• Objective: From the court opinion on the gambling statute, reproduce word for word the text between "We do not suggest" and "in this case.", inclusive.

[Source start]

The statutory canon of ejusdem generis has no place here because the plain meaning of the statute is apparent. See United States v. Turkette, 452 U.S. 576, 581, 101 S.Ct. 2524, 69 L.Ed.2d 246 (1981) ( ejusdem generis is “an aid to statutory construction problems suggesting that where general words follow a specific enumeration of persons or things, the general words should be limited to persons or things similar to those specifically enumerated”). As the District Court acknowledged, “[t]he rule of ejusdem generis ... comes into play only when there is some uncertainty as to the meaning of a particular clause in a statute.” Dicristina, 886 F.Supp.2d at 226 (citing Turkette, 452 U.S. at 581, 101 S.Ct. 2524). “[C]anons of construction are no more than rules of thumb that help courts determine the meaning of legislation” which do not come into play if the language of the statute is plain. Conn. Nat'l Bank v. Germain, 503 U.S. 249, 253, 112 S.Ct. 1146, 117 L.Ed.2d 391 (1992).
Moreover, because we find that subsection (b)(2) is not definitional, we do not need to decide whether poker—or any other type of gambling—is sufficiently like the enumerated games to fall within the IGBA. Rather, the gambling activity must only be prohibited by state law and meet the additional criteria set forth in the IGBA.
We do not suggest that a statute can never define a term using the verb “includes” or the phrase “includes but is not limited to.” Rather, we hold only that § 1955(b)(2) does not define the term “gambling” in light of the specific language of that subsection and the context in which it appears.
DiCristina contended for the first time at oral argument that we are constrained by the Government's “concession” that subsection (b)(2) contains a definition of the word “gambling.” The Government has not conceded this point, see Appellant's Br. at 13 (“the IGBA does not contain a definition of ‘gambling’ ”), id. at 16 (arguing that subsection (b)(2) does not define gambling for purposes of the IGBA), but, even if it had, we are obligated to determine the meaning of the statute as it was written by Congress, not as argued by the Government in this case.
DiCristina contends that reading the statute in this way renders subsection (b)(2) purposeless. See Appellee's Br. at 24–29. We disagree. Subsection (b)(2) lists acts of running a gambling business—“poolselling,” “bookmaking,” “maintaining” gambling devices, and “conducting” games—rather than the games themselves. 18 U.S.C. § 1955(b)(2). It thus serves as an illustration of what may constitute running a gambling operation. As the District Court recognized, this reading of subsection (b)(2) supports the notion that Congress was “concerned with illustrating types of gambling businesses ... rather than on creating a limiting definition of gambling under federal law.” Dicristina, 886 F.Supp.2d at 222.

[Source end]
[Listing start]

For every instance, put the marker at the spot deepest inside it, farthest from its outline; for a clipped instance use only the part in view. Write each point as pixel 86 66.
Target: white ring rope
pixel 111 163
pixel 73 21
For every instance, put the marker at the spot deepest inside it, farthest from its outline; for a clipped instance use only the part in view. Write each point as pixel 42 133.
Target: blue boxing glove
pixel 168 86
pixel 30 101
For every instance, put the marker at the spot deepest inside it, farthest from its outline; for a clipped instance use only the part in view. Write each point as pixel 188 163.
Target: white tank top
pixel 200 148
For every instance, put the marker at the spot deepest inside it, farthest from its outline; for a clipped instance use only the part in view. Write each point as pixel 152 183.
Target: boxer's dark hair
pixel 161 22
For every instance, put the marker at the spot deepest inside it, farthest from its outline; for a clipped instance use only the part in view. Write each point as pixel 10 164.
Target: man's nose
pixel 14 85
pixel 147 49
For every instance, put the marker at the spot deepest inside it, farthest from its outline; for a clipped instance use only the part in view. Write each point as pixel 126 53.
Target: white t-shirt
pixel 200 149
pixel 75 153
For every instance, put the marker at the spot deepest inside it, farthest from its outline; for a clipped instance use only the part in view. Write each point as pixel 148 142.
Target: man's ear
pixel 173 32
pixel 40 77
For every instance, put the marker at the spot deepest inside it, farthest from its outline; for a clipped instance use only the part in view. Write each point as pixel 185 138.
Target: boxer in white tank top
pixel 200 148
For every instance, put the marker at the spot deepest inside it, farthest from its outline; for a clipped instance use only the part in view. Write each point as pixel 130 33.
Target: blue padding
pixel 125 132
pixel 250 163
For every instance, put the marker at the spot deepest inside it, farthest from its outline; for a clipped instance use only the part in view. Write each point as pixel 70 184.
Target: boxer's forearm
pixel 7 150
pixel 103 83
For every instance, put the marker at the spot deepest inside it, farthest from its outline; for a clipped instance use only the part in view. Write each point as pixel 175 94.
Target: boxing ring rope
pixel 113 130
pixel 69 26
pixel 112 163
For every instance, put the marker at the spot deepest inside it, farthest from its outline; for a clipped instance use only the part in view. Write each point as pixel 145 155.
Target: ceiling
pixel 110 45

[Listing end]
[Listing start]

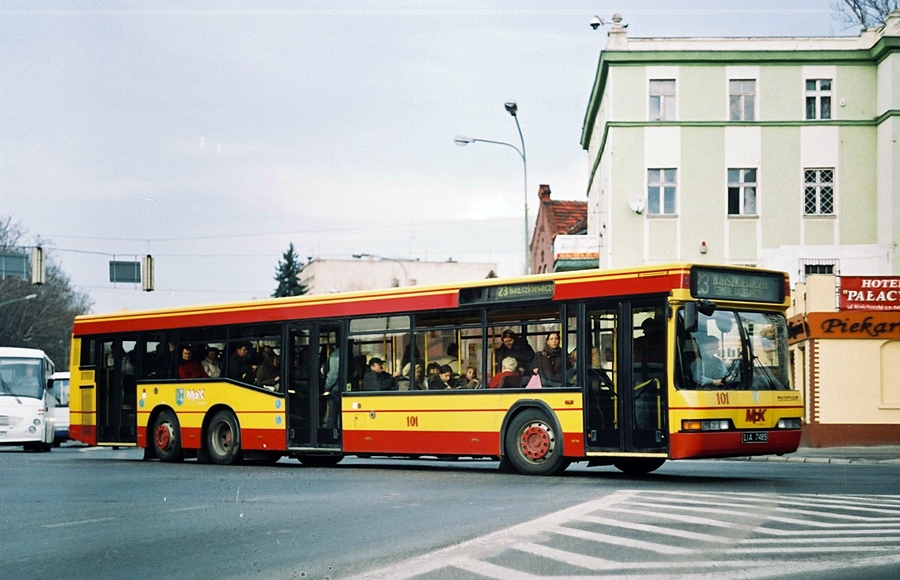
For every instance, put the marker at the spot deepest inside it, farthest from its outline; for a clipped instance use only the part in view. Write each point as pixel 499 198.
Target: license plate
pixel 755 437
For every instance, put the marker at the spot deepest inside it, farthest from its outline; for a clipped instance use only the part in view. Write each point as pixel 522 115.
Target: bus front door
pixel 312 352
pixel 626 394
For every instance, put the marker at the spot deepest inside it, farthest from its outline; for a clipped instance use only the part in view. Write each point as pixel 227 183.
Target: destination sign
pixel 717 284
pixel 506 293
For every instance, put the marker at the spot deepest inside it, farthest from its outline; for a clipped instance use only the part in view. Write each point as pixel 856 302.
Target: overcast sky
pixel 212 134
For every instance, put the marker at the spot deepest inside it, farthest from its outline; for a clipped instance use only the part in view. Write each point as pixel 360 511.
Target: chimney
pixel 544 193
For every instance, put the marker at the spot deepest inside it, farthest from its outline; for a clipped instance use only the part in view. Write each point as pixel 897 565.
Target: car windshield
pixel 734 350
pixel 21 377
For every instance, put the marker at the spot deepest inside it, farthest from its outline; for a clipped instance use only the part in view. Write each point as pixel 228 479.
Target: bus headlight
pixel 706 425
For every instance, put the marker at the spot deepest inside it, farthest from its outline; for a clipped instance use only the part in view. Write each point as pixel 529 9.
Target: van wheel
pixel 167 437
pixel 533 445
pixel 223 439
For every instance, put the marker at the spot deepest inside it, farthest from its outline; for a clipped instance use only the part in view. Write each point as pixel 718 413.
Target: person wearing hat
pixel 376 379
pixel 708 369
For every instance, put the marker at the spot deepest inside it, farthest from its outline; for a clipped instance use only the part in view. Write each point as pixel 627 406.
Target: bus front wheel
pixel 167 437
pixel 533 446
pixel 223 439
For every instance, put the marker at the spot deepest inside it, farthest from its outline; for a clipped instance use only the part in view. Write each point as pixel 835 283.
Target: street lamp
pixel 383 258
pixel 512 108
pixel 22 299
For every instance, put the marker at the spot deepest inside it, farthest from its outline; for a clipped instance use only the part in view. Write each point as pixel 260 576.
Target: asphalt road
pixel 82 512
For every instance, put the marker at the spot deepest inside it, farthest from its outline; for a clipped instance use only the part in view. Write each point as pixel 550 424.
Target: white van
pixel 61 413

[Listing end]
[Listing start]

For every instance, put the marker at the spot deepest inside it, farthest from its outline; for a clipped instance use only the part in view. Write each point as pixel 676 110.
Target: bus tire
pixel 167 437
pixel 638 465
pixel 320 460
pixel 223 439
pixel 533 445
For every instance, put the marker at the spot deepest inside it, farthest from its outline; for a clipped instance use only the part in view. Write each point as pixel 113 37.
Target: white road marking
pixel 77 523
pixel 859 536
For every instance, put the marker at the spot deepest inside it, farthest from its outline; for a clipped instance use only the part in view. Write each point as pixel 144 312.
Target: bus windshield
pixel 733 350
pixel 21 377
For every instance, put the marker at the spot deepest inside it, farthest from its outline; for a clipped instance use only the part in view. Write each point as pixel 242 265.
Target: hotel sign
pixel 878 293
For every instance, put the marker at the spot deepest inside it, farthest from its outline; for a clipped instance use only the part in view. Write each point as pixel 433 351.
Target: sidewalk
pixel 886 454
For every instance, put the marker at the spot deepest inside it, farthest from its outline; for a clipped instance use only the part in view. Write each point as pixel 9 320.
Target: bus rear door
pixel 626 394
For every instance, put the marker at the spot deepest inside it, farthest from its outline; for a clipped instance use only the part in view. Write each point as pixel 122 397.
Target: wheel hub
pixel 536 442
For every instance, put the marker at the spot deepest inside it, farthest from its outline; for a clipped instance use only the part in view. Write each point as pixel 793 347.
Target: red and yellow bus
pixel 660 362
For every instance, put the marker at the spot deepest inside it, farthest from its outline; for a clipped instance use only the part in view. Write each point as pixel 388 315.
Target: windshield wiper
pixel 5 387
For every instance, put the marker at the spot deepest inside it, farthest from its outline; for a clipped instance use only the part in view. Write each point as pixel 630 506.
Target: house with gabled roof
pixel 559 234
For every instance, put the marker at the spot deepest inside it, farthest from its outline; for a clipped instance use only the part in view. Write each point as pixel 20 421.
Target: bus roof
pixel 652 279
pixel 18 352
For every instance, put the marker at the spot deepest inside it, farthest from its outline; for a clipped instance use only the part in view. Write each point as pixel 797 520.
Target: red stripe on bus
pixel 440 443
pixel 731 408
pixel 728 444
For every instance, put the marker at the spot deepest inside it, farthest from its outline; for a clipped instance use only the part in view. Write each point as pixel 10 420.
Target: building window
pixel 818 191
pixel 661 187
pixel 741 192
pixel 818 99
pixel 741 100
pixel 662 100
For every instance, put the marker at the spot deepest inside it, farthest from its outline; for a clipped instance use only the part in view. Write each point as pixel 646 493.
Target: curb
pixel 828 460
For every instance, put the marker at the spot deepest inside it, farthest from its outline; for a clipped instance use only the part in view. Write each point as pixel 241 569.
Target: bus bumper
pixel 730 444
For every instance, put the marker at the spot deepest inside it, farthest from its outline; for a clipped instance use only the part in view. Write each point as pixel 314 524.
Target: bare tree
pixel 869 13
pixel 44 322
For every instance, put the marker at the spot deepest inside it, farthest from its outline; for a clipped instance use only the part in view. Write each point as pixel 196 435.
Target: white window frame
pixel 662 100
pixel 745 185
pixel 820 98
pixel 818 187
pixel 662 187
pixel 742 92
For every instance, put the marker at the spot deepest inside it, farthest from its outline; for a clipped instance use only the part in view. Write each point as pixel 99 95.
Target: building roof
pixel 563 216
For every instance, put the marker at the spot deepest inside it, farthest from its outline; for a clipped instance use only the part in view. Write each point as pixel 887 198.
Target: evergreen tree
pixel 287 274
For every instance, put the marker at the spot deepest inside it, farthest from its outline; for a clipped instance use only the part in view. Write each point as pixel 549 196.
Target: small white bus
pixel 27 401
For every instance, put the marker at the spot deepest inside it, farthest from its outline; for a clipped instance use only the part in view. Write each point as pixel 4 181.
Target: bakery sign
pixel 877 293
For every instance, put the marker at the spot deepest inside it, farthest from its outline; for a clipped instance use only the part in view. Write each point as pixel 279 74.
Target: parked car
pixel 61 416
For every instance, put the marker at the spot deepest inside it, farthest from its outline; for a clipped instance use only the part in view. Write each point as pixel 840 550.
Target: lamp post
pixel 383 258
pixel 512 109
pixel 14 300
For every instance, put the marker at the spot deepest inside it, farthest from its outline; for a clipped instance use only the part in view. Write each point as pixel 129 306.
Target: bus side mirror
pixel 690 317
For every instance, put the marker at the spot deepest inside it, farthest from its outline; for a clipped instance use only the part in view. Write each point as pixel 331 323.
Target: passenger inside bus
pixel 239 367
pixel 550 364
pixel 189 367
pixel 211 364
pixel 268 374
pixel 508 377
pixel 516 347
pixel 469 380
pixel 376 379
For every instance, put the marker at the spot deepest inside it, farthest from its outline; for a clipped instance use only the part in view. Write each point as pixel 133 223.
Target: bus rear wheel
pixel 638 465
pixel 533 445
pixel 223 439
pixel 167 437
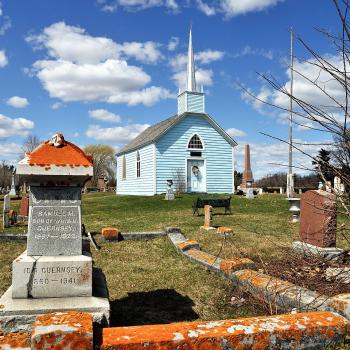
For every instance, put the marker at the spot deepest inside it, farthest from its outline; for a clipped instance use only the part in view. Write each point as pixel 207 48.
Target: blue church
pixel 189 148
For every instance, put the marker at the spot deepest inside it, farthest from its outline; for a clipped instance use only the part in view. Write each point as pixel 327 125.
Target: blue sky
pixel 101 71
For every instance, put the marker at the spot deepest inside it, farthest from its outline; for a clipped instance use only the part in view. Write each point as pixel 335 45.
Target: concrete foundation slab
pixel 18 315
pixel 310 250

[Listing end]

• Response for this exercise:
We do not suggest that a statute can never define a term using the verb “includes” or the phrase “includes but is not limited to.” Rather, we hold only that § 1955(b)(2) does not define the term “gambling” in light of the specific language of that subsection and the context in which it appears.
DiCristina contended for the first time at oral argument that we are constrained by the Government's “concession” that subsection (b)(2) contains a definition of the word “gambling.” The Government has not conceded this point, see Appellant's Br. at 13 (“the IGBA does not contain a definition of ‘gambling’ ”), id. at 16 (arguing that subsection (b)(2) does not define gambling for purposes of the IGBA), but, even if it had, we are obligated to determine the meaning of the statute as it was written by Congress, not as argued by the Government in this case.